EXTRACTED INFORMATION:
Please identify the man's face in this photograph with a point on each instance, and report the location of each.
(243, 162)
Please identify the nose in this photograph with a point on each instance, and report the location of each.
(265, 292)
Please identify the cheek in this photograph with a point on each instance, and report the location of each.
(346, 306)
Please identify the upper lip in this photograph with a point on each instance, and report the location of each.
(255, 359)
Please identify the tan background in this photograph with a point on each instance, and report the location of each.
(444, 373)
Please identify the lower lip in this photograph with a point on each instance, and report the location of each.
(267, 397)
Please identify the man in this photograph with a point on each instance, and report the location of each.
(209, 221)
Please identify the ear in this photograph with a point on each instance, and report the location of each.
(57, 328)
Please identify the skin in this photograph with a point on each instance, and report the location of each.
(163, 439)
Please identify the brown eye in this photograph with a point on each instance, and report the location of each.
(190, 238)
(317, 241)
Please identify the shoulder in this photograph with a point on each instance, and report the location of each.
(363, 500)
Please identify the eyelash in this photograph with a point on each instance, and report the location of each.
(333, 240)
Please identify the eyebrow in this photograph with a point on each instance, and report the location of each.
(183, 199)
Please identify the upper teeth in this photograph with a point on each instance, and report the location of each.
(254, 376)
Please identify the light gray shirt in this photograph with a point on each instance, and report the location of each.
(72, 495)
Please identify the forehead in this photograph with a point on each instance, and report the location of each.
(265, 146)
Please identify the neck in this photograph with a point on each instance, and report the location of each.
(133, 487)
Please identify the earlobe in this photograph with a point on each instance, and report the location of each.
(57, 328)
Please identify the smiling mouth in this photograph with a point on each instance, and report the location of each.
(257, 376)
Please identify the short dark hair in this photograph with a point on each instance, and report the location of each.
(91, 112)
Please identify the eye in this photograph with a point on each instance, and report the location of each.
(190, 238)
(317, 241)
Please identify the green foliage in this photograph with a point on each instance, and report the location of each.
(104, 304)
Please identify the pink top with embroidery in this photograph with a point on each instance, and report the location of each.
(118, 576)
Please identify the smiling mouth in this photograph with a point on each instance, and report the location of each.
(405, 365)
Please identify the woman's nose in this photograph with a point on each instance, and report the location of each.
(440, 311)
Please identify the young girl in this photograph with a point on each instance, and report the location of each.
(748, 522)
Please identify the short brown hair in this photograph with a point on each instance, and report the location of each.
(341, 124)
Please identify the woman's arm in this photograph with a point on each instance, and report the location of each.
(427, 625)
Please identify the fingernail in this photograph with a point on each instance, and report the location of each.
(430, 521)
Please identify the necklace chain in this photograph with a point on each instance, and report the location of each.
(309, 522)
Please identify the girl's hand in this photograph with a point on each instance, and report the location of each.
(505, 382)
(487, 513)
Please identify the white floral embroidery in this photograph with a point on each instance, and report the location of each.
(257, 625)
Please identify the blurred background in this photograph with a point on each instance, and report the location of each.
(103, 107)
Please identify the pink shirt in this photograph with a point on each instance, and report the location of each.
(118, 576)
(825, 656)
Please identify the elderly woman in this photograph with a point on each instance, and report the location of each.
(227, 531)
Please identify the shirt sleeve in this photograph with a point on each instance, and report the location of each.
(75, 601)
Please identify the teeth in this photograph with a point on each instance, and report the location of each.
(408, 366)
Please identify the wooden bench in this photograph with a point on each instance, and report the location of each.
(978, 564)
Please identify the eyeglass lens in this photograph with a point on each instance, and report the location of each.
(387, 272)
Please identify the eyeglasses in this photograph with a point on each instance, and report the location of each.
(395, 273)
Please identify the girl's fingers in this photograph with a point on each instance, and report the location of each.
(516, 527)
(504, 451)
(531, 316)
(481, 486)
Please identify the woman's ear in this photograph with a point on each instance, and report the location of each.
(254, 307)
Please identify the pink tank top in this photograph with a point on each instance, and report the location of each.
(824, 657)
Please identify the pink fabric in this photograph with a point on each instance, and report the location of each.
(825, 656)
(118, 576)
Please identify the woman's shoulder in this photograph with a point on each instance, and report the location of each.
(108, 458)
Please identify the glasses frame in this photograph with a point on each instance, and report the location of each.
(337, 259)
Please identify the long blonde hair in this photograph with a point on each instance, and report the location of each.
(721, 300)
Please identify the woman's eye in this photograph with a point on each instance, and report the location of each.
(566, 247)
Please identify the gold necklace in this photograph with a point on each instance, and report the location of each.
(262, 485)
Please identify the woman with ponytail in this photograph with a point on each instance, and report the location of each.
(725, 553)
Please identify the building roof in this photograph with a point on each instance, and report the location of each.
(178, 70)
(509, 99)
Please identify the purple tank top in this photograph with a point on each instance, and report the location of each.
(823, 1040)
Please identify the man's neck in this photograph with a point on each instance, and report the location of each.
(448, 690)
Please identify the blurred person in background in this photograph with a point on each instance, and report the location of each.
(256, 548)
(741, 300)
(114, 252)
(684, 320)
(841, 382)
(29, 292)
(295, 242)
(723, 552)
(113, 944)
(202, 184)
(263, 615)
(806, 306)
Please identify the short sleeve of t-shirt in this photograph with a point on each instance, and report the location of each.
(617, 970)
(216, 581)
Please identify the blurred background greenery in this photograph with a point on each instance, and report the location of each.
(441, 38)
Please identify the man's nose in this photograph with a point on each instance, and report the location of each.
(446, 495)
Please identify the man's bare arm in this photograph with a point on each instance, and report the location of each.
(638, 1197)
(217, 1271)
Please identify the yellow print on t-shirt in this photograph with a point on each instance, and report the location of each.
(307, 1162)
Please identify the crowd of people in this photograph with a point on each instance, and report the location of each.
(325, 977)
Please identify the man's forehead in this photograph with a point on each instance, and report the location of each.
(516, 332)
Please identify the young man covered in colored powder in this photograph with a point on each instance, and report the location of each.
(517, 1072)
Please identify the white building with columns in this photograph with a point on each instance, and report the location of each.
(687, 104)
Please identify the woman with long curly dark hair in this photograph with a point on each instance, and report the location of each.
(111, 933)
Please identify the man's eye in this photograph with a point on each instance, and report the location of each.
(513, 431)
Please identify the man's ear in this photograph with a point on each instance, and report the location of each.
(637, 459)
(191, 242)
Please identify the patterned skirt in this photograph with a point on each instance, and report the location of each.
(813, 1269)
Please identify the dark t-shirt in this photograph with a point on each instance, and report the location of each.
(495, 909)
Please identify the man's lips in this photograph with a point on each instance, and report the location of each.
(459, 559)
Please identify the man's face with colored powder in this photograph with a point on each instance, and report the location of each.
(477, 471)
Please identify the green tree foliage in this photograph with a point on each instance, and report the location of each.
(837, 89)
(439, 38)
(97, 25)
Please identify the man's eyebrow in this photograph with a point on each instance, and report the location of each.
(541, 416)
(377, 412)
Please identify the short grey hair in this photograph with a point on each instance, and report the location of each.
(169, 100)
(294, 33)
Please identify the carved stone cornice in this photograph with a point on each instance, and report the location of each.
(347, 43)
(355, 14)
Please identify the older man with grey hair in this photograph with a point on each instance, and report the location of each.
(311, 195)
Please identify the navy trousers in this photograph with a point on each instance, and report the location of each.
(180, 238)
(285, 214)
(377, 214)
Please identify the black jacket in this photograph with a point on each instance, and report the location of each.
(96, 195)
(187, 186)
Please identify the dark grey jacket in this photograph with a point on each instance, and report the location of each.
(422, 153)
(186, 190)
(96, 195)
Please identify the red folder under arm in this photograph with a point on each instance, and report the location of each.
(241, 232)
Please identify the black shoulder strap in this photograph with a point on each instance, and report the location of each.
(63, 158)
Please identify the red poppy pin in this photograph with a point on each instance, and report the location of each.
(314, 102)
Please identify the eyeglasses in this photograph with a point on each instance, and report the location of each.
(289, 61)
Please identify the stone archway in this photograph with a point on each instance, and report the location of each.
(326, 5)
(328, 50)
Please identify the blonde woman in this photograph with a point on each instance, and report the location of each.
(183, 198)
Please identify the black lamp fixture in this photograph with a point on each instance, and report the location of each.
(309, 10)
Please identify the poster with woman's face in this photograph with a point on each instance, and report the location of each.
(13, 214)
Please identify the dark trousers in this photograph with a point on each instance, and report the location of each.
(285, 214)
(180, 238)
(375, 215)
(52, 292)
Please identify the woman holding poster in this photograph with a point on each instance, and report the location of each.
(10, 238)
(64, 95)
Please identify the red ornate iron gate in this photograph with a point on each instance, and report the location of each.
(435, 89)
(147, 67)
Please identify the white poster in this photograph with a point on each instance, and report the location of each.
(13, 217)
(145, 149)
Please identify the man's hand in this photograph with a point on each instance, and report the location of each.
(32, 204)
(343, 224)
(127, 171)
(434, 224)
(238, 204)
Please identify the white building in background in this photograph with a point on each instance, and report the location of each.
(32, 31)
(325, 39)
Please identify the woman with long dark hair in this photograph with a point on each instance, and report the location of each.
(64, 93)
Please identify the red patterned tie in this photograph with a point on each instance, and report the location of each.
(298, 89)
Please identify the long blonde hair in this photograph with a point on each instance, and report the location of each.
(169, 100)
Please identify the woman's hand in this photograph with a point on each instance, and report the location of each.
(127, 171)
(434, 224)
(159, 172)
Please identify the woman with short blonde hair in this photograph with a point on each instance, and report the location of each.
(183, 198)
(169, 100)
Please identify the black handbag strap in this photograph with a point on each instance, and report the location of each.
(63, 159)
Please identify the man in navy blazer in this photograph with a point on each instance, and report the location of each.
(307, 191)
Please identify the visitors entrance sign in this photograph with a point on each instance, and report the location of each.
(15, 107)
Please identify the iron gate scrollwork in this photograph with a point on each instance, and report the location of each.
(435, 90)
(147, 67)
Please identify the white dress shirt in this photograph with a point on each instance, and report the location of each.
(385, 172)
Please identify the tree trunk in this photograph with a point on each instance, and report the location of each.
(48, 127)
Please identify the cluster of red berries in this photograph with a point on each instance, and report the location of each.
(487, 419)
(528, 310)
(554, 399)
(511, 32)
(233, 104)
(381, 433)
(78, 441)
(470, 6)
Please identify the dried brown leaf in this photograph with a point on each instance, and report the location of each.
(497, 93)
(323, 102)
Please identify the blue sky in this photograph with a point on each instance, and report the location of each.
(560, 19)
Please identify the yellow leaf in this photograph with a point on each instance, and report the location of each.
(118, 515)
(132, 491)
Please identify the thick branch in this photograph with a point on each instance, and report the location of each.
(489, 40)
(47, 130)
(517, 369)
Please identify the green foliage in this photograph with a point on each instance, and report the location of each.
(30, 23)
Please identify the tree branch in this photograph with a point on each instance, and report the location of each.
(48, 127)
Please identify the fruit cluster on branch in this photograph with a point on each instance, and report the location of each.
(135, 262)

WHAT YOU SHOULD DO:
Return the material from the line with "Please identify the gold" up to and including the line with "(307, 1162)", copying each line character for character.

REPLY TO THE TASK:
Please identify the gold necklace in this photograph with a point on each instance, and report the location of each.
(262, 485)
Please identify the woman with ponytail in this photograph with a point on each instance, and report the location of each.
(725, 553)
Please identify the building roof in this photograph with a point on each instance, and report the location of each.
(178, 70)
(509, 99)
Please identify the purple tank top in this photograph with a point on each instance, and report the location of each.
(823, 1040)
Please identify the man's neck in this photograph with a point on each instance, and report the location of each.
(448, 690)
Please identify the blurred person in background in this photograph with a point on each instance, and report the location of each.
(256, 548)
(741, 300)
(114, 252)
(684, 320)
(841, 382)
(29, 292)
(295, 242)
(723, 552)
(113, 944)
(202, 184)
(263, 615)
(806, 306)
Please identify the short sleeve of t-shirt in this photograph with a point on each instance, and report the location of each.
(617, 970)
(216, 581)
Please identify the blurred background greenery in this photograph with a point on each instance, and report the location of each.
(441, 38)
Please identify the man's nose in this photograph with a point on each instance, and report the location of each.
(446, 495)
Please identify the man's bare arm in this photograph with a point on each instance, and report the location of each.
(638, 1197)
(217, 1271)
Please identify the yellow print on t-shirt in this photograph with a point on each instance, and report the location of each.
(307, 1162)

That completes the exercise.